For example, if the defrag estimates that it is twice as slow as it  
could be due to low free space, than it should proceed only if the  
user has supplied the option --lowFreeSpace. If the defrag estimates  
that it is six times as slow as it could be due to low free space,  
than it should proceed only if the user has supplied the option  
--veryLowFreeSpace.




^ permalink raw reply	[flat|nested] 111+ messages in thread

* Re: Feature requests: online backup - defrag - change RAID level
  2019-09-13  6:58                                         ` General Zed
@ 2019-09-13  9:25                                           ` General Zed
  2019-09-13 17:02                                             ` General Zed
  2019-09-14  0:59                                             ` Zygo Blaxell
  0 siblings, 2 replies; 111+ messages in thread
From: General Zed @ 2019-09-13  9:25 UTC (permalink / raw)

_SHORT PROBLEM A_:
Answer from the defrag excerpt:
(i) Which option must the user supply before defrag proceeds when it estimates it is twice as slow as it could be due to low free space?
(ii) Which option is required when the estimate is six times as slow?
(iii) At what date and time (UTC) was the message from General Zed sent?
_SHORT PROBLEM B_:
Carry the defrag excerpt forward, writing the part that follows its final line.

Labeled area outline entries
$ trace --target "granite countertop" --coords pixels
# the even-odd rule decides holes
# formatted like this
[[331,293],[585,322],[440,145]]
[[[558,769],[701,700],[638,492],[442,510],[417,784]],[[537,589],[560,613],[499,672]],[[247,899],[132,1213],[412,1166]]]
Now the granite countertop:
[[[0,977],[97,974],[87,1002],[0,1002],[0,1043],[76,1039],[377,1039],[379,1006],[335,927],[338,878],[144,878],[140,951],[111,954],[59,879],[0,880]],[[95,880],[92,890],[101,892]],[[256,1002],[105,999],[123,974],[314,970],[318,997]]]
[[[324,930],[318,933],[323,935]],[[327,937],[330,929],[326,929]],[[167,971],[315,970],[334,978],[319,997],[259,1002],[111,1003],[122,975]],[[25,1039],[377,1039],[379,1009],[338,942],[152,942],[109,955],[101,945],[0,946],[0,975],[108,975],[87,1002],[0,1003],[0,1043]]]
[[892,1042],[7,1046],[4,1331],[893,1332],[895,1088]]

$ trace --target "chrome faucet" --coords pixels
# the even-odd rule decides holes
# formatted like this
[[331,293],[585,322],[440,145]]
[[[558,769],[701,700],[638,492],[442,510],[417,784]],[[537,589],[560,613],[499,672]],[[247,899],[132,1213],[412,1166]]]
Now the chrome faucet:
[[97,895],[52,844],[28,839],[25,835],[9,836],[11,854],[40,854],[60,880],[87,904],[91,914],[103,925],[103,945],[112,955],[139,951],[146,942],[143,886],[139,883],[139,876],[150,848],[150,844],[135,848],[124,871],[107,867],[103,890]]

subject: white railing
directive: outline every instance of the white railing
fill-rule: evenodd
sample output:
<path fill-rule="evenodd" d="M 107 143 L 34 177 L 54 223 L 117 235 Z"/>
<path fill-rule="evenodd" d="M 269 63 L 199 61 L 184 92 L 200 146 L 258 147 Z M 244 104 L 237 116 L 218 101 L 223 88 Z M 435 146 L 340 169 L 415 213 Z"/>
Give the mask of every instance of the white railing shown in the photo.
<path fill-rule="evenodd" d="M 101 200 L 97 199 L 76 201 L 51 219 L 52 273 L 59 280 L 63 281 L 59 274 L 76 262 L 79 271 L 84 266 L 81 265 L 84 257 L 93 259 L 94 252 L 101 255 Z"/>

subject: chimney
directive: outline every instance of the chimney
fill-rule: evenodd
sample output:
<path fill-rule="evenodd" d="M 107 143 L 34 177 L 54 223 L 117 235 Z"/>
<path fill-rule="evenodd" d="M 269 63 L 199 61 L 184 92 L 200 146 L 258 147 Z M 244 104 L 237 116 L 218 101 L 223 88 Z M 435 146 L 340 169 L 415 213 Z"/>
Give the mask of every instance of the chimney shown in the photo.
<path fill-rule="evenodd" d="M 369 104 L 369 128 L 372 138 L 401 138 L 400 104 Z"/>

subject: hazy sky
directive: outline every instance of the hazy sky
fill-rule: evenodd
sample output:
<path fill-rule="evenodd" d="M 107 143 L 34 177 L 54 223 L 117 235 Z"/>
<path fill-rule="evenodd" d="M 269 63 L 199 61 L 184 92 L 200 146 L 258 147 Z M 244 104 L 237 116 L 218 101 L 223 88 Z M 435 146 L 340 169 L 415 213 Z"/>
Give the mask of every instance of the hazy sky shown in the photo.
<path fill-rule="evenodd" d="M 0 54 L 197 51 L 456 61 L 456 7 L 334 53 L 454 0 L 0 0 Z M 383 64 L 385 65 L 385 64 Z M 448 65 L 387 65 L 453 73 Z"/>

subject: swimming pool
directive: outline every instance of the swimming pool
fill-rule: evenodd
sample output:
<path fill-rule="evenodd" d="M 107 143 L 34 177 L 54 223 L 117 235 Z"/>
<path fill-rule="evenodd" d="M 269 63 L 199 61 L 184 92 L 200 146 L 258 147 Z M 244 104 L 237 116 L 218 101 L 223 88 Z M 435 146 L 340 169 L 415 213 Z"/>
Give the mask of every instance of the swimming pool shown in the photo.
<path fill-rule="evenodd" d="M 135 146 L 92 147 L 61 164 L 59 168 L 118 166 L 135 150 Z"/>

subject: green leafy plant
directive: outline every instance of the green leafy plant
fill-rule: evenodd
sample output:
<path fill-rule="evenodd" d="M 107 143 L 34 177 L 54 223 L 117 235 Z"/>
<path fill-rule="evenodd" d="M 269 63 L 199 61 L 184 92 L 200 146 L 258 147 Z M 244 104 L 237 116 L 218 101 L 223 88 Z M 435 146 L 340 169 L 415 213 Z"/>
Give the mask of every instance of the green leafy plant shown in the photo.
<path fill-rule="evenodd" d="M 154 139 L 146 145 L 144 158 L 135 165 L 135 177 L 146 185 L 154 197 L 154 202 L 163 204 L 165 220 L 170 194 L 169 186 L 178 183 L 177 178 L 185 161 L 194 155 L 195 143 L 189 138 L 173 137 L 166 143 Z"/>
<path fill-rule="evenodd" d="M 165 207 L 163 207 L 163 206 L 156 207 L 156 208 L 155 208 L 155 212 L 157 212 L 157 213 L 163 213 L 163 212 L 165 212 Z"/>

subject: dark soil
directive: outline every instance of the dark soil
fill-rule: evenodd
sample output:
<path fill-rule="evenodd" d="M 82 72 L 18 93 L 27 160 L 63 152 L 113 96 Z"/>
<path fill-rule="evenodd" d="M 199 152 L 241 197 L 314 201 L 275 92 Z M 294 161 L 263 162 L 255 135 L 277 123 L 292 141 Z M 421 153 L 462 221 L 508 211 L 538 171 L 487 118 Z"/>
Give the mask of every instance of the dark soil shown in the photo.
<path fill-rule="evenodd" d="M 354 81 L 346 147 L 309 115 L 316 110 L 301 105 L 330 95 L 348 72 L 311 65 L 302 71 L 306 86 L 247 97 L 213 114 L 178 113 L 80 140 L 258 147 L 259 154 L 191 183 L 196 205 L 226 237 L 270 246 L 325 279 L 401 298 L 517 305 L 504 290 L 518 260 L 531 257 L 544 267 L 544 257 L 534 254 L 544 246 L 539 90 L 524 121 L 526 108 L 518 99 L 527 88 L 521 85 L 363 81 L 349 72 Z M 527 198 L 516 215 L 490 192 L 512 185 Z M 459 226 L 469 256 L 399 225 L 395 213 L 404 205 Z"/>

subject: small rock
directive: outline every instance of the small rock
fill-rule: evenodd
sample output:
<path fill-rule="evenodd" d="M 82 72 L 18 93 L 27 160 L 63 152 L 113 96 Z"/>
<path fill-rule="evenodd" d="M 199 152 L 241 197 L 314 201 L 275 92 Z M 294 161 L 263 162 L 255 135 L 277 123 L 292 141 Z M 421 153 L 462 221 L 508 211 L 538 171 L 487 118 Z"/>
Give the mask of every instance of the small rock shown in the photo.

_WRITTEN ANSWER A_:
(i) --lowFreeSpace
(ii) --veryLowFreeSpace
(iii) 2019-09-13, 9:25 UTC

_WRITTEN ANSWER B_:
  To: Zygo Blaxell; +Cc: Chris Murphy, Austin S. Hemmelgarn, Btrfs BTRFS


Quoting General Zed <general-zed@zedlx.com>:

> Quoting Zygo Blaxell <ce3g8jdj@umail.furryterror.org>:
>
>> On Thu, Sep 12, 2019 at 08:26:04PM -0400, General Zed wrote:
>>>
>>> Quoting Zygo Blaxell <ce3g8jdj@umail.furryterror.org>:
>>>
>>>> On Thu, Sep 12, 2019 at 06:57:26PM -0400, General Zed wrote:
>>>> >
>>>> > At worst, it just has to completely write-out "all metadata",  
>>>> all the way up
>>>> > to the super. It needs to be done just once, because what's the point of
>>>> > writing it 10 times over? Then, the super is updated as the  
>>>> final commit.
>>>>
>>>> This is kind of a silly discussion.  The biggest extent possible on
>>>> btrfs is 128MB, and the incremental gains of forcing 128MB extents to
>>>> be consecutive are negligible.  If you're defragging a 10GB file, you're
>>>> just going to end up doing 80 separate defrag operations.
>>>
>>> Ok, then the max extent is 128 MB, that's fine. Someone here  
>>> previously said
>>> that it is 2 GB, so he has disinformed me (in order to further his false
>>> argument).
>>
>> If the 128MB limit is removed, you then hit the block group size limit,
>> which is some number of GB from 1 to 10 depending on number of disks
>> available and raid profile selection (the striping raid profiles cap
>> block group sizes at 10 disks, and single/raid1 profiles always use 1GB
>> block groups regardless of disk count).  So 2GB is _also_ a valid extent
>> size limit, just not the first limit that is relevant for defrag.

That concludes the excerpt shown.